* START *

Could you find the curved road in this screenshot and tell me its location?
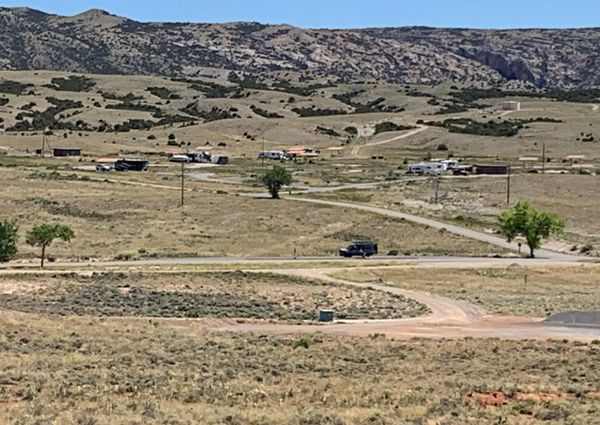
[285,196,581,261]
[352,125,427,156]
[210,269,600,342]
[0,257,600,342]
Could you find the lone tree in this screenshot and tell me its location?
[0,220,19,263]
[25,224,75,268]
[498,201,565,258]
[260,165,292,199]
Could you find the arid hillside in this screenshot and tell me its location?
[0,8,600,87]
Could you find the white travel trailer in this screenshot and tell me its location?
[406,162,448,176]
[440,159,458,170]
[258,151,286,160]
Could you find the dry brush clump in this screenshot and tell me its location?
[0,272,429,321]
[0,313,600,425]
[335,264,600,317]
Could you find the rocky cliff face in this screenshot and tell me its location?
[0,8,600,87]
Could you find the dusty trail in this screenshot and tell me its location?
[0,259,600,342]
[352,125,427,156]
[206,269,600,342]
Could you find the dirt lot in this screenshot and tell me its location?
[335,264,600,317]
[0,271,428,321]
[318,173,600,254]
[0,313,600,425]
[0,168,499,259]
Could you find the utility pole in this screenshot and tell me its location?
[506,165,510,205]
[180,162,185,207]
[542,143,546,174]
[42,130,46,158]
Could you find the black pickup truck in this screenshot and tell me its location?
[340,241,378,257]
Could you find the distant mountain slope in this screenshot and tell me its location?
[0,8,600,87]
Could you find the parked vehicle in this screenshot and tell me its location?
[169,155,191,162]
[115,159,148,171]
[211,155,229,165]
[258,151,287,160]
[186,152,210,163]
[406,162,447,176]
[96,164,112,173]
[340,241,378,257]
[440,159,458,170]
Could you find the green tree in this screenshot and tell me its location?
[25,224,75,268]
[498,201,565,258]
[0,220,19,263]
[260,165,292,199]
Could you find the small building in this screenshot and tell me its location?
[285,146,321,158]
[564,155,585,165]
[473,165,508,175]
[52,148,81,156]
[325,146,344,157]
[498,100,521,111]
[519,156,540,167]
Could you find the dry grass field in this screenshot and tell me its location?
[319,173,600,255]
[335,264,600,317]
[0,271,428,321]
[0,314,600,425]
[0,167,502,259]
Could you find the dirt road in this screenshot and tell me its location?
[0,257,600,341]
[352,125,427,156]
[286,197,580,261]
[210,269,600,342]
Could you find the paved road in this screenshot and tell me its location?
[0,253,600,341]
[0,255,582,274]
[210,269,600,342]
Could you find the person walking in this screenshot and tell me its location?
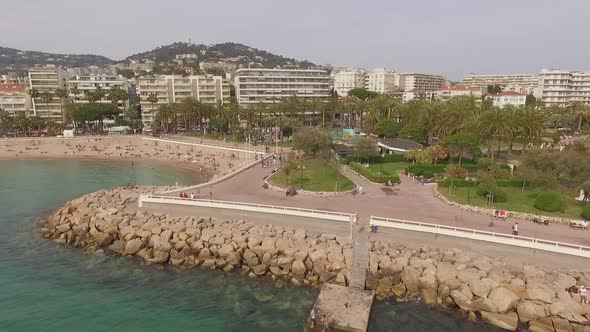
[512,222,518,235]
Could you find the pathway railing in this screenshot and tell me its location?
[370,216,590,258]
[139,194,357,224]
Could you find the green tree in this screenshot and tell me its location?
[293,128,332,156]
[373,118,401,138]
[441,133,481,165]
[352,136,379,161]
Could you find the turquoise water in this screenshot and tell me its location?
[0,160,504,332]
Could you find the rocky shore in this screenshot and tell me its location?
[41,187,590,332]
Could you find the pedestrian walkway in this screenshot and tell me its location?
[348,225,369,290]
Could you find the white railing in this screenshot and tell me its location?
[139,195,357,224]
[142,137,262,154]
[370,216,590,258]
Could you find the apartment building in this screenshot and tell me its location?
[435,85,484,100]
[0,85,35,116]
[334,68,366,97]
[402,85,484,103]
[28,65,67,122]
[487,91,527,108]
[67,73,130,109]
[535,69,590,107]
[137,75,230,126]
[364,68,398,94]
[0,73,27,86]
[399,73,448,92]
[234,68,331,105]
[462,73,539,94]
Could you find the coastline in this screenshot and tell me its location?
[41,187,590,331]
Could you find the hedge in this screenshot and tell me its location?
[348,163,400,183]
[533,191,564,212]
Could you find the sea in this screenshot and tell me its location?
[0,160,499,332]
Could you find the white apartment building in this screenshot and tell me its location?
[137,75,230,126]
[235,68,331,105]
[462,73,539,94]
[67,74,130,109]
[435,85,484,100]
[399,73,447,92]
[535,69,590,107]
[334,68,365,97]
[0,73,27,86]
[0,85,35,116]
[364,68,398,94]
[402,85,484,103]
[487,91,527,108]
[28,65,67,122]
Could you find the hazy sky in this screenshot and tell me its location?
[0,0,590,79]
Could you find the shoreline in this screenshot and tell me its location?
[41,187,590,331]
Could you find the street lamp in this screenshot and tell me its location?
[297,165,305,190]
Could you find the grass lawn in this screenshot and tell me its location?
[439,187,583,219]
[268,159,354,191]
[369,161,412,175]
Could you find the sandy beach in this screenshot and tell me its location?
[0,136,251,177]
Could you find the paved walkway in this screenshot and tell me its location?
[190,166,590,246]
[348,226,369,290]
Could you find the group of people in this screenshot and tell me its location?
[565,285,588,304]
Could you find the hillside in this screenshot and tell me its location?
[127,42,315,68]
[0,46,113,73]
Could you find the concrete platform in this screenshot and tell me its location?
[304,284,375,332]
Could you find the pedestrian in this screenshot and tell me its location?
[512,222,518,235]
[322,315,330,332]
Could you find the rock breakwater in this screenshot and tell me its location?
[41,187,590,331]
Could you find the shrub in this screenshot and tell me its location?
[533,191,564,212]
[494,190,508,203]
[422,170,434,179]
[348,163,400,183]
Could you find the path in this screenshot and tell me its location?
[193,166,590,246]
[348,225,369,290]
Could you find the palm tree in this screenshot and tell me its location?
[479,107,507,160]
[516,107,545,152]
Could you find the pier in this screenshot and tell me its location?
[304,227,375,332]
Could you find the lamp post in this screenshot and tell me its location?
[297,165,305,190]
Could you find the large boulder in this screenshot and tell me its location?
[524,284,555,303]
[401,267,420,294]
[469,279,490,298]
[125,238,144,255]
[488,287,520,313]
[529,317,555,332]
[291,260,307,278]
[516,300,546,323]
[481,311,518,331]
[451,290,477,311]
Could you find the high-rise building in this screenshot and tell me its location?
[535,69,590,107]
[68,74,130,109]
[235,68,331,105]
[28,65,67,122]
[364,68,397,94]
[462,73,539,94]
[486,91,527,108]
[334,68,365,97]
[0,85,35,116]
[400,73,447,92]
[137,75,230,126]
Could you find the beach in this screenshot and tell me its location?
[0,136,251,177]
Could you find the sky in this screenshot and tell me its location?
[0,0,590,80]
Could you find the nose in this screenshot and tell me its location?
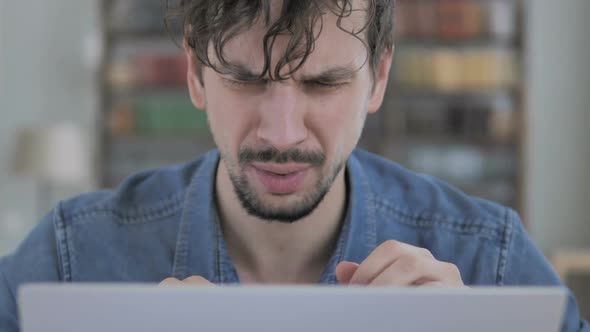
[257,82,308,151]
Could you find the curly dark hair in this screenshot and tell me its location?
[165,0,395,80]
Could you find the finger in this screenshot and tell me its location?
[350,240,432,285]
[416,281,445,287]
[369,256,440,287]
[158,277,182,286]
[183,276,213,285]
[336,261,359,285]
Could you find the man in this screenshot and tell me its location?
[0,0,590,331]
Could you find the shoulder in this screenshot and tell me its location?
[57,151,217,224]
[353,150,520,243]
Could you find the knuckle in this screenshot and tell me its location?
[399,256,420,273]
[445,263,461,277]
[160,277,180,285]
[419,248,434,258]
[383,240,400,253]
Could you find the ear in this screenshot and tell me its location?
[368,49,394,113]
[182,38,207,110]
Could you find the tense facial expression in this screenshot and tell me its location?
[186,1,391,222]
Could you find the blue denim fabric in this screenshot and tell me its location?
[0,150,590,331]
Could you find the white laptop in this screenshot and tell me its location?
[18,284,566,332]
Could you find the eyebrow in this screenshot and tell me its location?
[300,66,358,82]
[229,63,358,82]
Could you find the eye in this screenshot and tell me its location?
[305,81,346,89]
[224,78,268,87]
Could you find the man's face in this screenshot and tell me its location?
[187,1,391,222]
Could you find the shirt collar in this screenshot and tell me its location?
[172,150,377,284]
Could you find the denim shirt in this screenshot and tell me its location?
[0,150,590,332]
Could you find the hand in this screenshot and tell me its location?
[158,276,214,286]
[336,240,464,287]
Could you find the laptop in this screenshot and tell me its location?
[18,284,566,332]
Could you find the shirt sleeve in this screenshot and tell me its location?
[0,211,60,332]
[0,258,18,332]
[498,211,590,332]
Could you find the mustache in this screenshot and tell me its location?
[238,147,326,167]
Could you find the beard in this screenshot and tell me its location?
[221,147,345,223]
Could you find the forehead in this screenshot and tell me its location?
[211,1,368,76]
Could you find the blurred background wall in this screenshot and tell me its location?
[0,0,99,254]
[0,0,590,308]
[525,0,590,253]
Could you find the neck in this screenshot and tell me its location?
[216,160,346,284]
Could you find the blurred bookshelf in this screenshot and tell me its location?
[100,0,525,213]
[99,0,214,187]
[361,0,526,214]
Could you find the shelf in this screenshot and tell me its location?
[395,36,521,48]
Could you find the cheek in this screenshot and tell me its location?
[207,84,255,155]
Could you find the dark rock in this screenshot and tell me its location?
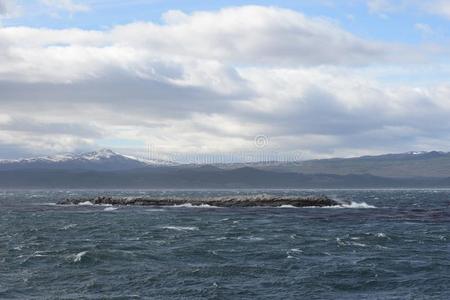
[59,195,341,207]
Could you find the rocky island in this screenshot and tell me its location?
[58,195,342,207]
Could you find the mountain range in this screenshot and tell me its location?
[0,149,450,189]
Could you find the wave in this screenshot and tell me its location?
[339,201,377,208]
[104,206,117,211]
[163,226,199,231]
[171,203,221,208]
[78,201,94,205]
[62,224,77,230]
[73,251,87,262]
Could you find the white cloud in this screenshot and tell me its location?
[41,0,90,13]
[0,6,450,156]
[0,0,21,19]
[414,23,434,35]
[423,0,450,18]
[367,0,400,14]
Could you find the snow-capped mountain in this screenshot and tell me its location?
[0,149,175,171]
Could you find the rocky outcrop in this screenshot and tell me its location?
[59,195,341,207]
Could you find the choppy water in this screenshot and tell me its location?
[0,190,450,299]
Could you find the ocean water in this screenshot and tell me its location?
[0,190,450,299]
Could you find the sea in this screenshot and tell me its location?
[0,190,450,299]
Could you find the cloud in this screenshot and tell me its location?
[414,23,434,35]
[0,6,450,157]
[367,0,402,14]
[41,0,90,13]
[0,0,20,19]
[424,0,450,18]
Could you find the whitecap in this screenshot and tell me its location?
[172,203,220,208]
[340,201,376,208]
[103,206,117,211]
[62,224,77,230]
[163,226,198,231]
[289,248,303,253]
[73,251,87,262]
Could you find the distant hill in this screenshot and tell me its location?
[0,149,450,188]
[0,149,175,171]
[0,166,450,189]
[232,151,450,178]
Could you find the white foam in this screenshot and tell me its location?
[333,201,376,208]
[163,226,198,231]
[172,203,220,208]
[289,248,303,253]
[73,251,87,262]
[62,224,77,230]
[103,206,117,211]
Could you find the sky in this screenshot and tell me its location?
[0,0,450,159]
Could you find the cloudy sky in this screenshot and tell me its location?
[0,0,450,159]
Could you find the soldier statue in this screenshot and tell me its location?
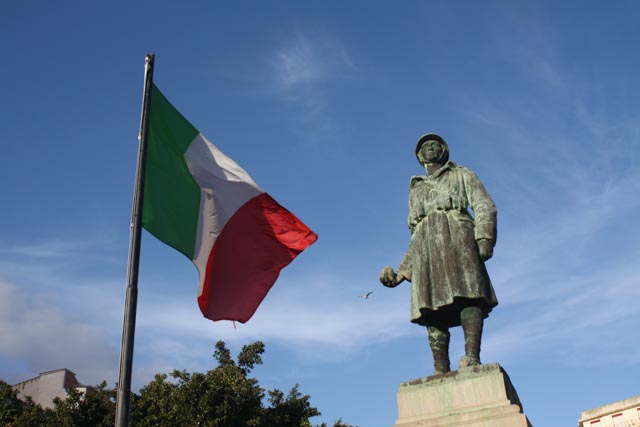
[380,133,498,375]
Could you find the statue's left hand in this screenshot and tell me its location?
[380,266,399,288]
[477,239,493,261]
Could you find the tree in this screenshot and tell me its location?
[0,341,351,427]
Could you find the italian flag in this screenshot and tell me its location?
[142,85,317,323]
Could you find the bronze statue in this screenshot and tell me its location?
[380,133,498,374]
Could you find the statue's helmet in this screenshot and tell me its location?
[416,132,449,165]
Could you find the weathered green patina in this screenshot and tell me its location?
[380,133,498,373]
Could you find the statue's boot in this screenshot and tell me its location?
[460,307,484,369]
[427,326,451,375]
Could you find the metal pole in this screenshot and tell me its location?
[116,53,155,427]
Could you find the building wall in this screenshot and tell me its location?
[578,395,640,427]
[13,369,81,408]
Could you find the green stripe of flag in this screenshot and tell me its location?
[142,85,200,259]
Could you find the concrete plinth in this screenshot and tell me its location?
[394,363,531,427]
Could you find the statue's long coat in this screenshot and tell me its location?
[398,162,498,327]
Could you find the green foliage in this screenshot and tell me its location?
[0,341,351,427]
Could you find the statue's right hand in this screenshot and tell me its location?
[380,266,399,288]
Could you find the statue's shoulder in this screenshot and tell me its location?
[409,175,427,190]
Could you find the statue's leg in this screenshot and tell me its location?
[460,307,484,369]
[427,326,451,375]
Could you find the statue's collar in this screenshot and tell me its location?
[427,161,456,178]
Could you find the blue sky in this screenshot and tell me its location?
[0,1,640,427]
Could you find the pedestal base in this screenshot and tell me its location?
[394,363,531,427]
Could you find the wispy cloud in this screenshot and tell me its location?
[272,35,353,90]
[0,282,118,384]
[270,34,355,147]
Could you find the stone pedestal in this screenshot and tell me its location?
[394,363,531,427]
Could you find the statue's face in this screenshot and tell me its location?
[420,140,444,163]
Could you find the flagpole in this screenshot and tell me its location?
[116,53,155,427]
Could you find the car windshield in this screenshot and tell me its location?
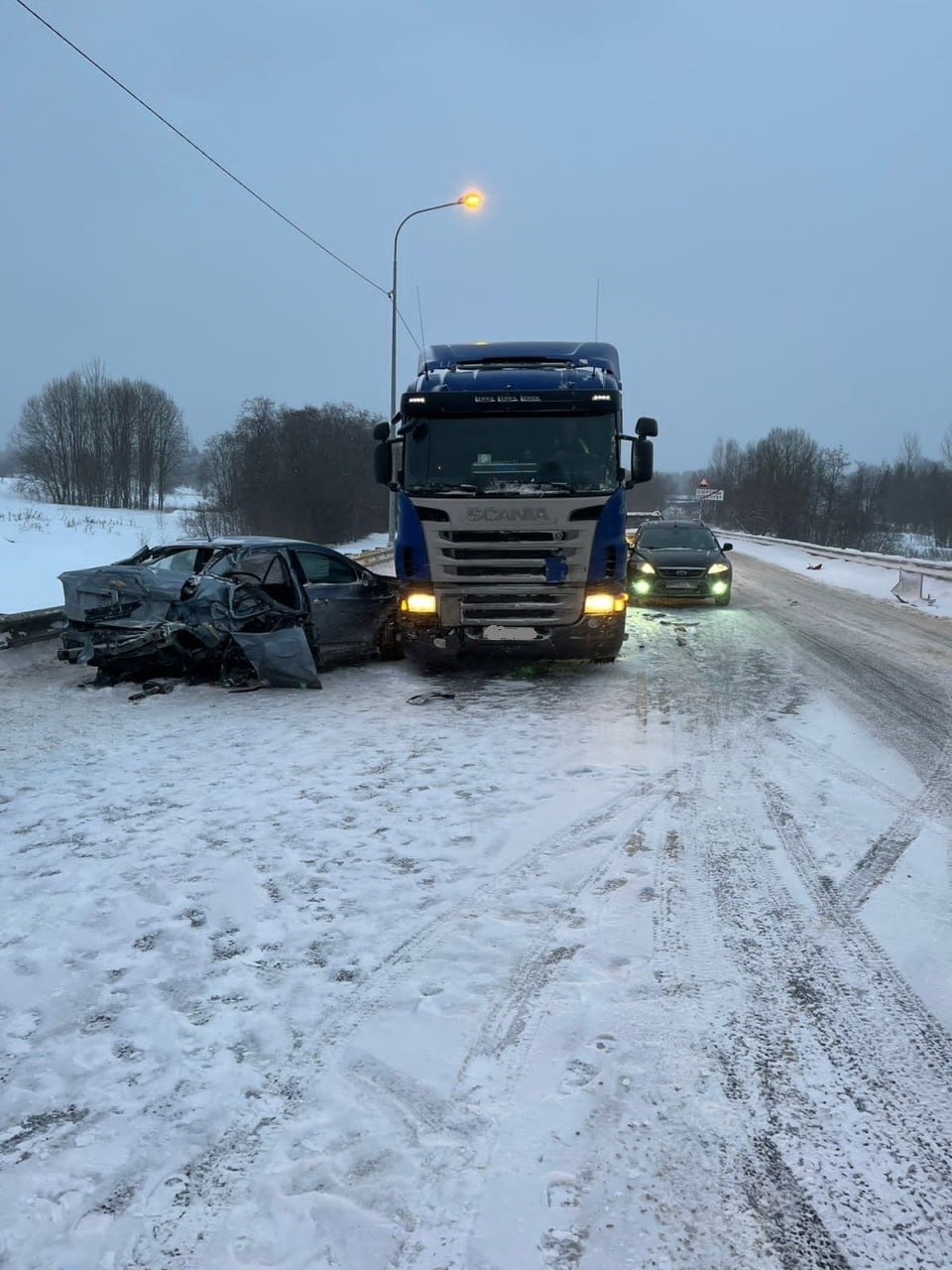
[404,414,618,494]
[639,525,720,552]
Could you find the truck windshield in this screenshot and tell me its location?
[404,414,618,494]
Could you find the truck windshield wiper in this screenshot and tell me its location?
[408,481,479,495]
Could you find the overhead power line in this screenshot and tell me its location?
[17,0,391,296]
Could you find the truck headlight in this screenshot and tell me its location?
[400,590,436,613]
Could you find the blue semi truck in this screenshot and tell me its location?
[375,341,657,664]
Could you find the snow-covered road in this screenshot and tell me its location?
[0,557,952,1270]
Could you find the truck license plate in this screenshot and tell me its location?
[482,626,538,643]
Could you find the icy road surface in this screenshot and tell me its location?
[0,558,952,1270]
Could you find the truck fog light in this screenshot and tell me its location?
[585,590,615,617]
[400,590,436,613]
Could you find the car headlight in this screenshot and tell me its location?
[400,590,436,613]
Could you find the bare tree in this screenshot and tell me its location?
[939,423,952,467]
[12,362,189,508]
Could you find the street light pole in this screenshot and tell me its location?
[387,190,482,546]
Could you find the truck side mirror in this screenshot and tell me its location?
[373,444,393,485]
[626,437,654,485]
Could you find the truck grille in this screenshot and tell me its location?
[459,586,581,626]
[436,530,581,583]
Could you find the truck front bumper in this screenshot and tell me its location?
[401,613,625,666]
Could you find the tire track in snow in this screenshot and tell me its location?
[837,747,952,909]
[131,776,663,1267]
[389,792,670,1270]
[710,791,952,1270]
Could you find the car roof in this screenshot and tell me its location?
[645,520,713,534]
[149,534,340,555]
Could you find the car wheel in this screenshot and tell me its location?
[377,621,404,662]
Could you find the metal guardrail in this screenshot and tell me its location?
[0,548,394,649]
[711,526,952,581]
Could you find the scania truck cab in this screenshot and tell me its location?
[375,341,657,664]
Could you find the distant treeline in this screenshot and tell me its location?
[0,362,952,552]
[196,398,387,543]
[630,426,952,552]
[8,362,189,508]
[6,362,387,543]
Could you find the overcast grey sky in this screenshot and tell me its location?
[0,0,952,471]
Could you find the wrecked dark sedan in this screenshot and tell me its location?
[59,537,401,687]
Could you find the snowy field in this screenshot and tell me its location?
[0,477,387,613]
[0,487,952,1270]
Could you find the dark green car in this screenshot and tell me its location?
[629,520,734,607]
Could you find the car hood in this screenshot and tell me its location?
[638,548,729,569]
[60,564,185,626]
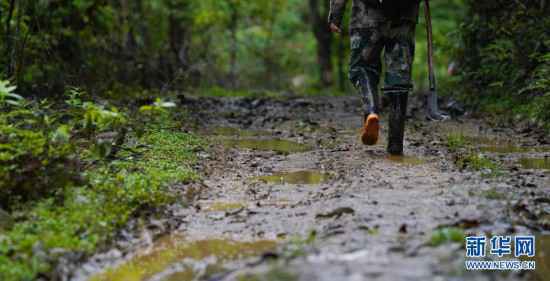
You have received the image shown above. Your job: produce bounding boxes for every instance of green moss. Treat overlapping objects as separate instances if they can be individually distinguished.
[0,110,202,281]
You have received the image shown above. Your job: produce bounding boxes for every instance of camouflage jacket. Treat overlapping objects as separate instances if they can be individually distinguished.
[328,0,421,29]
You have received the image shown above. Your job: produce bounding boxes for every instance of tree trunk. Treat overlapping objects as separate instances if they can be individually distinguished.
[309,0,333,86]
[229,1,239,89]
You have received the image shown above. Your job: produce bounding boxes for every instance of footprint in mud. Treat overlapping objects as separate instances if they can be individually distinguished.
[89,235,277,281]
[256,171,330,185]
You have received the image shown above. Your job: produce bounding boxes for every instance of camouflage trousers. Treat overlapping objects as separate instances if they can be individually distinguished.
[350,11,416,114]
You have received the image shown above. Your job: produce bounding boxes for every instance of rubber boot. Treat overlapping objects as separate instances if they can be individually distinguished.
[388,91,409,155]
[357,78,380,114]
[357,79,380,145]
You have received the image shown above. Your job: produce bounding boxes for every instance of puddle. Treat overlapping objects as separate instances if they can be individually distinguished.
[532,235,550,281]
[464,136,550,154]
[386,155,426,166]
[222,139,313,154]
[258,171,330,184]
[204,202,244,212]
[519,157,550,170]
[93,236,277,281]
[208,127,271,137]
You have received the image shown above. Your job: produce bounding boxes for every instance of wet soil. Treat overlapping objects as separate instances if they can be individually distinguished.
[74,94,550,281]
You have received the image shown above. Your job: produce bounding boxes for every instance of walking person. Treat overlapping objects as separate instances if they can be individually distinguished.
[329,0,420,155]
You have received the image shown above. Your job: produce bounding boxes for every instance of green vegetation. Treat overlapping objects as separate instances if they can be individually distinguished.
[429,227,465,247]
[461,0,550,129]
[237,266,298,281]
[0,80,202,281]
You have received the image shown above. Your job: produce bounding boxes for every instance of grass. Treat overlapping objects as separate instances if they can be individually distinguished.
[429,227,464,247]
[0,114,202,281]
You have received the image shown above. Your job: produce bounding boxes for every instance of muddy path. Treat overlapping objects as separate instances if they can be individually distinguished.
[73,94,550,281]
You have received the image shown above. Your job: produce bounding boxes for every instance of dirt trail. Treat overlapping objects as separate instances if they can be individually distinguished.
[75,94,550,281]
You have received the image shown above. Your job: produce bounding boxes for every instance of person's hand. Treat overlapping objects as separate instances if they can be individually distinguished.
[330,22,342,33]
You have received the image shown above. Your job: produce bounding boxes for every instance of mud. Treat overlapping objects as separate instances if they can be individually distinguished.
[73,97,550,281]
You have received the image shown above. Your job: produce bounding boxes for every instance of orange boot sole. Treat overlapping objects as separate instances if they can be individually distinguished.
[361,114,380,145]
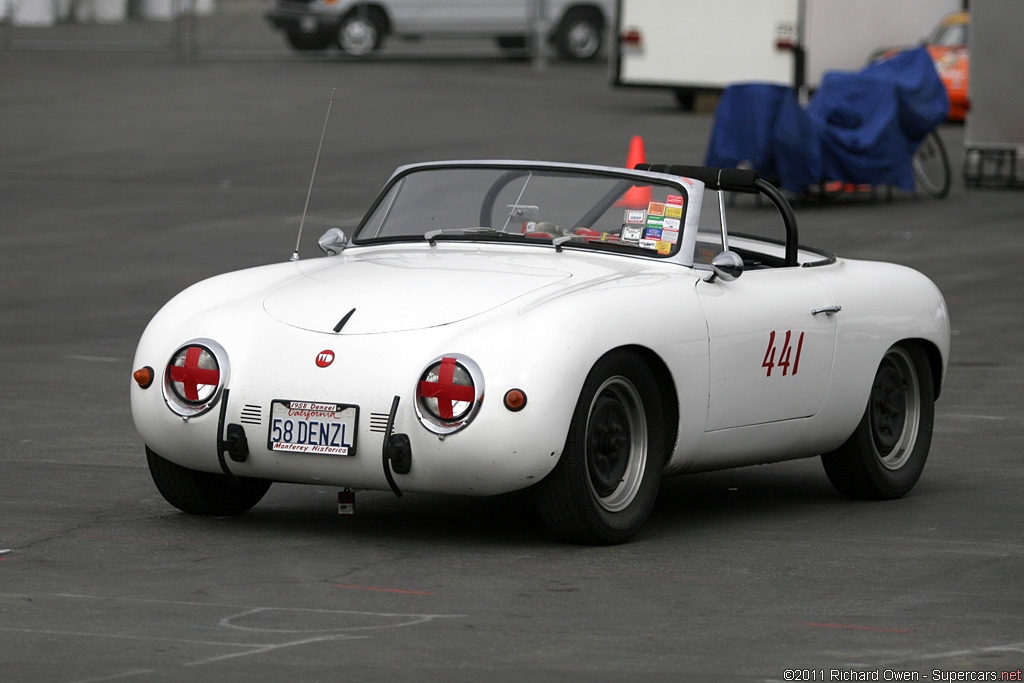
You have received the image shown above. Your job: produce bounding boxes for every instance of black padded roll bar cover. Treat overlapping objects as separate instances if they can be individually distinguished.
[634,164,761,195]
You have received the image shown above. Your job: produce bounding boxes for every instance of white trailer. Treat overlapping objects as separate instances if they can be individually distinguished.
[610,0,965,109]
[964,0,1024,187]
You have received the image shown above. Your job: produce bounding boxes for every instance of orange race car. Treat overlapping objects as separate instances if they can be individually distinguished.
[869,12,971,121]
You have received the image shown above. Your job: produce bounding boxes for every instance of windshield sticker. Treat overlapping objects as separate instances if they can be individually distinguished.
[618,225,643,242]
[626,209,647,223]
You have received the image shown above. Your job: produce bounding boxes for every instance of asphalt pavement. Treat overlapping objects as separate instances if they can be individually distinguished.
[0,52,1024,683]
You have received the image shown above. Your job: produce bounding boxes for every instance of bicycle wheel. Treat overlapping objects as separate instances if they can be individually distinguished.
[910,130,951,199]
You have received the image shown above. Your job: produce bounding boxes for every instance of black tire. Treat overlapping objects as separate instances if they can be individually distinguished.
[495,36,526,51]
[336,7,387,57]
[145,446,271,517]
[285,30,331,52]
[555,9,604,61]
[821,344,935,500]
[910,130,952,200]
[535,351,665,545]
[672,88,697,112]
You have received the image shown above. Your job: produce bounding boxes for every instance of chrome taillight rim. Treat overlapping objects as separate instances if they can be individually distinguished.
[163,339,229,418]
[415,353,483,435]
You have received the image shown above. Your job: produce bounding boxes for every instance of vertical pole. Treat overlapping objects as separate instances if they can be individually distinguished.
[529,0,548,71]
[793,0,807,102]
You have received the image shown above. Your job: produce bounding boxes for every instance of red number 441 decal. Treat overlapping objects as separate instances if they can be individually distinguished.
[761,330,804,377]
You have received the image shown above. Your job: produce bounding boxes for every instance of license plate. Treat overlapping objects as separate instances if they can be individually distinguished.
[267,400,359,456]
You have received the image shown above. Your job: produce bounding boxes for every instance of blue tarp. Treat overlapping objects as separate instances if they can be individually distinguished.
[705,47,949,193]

* END *

WHAT NEEDS TO BE DONE: Set down, without any change, the stretch of items from the line that contains "instance of footprint" through the line that contains "[329,0,420,155]", both of those lines included.

OUTPUT:
You have received the image shown above. Your job: produce bounding boxes for every instance of footprint in mud. Treat overlapping objects as separate instances if they can be individually distinguished.
[89,235,277,281]
[256,171,330,185]
You have received the image shown above. Your job: produce bounding boxes for every instance of camouflage trousers. Treat overlapping objects as separate instances if they can be individually distinguished.
[350,11,416,114]
You have received the image shown above. Your job: produce bounding boxes for every instance of rubber boot. Treat overlapping objects as separate instances if they can be individually distinguished.
[388,91,409,155]
[357,78,380,114]
[357,79,380,145]
You have received the image shown above. Your job: produce bounding boxes for every instance of puddle. Treat overlapping objects as separate instances if they can be individually distinguished.
[532,235,550,281]
[464,136,550,154]
[386,155,426,166]
[222,139,313,154]
[258,171,330,184]
[204,202,244,212]
[519,157,550,170]
[93,236,277,281]
[208,127,271,137]
You have received the image shown above. Your job: produce bounding boxes for every instance of wet soil. Treat overlapping objects as separate instances if they can be individually distinguished.
[74,94,550,281]
You have received the image shown above. Your job: produce bounding boxes for every instance of walking person. Treat overlapping objects as separate instances if they can be individually distinguished.
[329,0,420,155]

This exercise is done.